═════ DOCUMENT EXTRACT ═════
But I don't know that this would've been a huge change for the industry, aside from killing off the need for LIM/EMS bank switching between 1985 and its death at the hands of Windows 3.0 in 1990. (And towards the later end of that period, the 386 could be made to provide EMS memory without additional hardware.)
I think the best argument for it being a major change is that it might have undermined the need for OS/2.... but even then, OS/2 was the way it was, not due to memory constraints, but due to IBM's need to attempt to regain control of a market it'd lost control over. So 8-bit paragraphs would've been nice for big spreadsheet/dBase users in the 1986-88 period, but not much nore than that.
(And all of this is just five or six years, really.... no time at all.)
> if Intel had decided to make the x86 segment paragraph size 256 bytes (8 bits) instead of the useless 4 bits
It would also have increased memory fragmentation. Many memory allocations were aligned to a segment boundary, so you'd be wasting up to 255 bytes instead of up to 15 bytes on each allocation.
Large model memory allocators would allocate memory on segment boundaries. This is more or less essential if you need to use more than 64K of memory in your program.
An 8-bit paragraph size (rather than the 4 that were used) would've forced all segment allocations to 256-byte boundaries, so that's where the fragmentation issue comes from.
═════ SUPPLIED INFORMATION ═════
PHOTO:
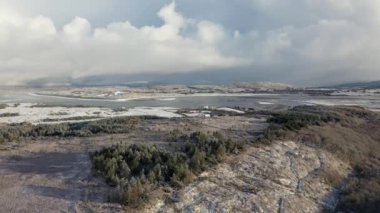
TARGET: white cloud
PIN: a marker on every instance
═════
OBJECTIVES:
1. Reproduce the part of the x86 segment discussion from "(And all of" up to and including "in your program.".
2. In the x86 segment discussion, how many bytes could be wasted on each segment-aligned allocation with a 256-byte paragraph size?
The data has no connection to the x86 segment discussion.

OUTPUTS BY TASK:
1.
(And all of this is just five or six years, really.... no time at all.)
> if Intel had decided to make the x86 segment paragraph size 256 bytes (8 bits) instead of the useless 4 bits
It would also have increased memory fragmentation. Many memory allocations were aligned to a segment boundary, so you'd be wasting up to 255 bytes instead of up to 15 bytes on each allocation.
Large model memory allocators would allocate memory on segment boundaries. This is more or less essential if you need to use more than 64K of memory in your program.

2. Up to 255 bytes per allocation, instead of up to 15.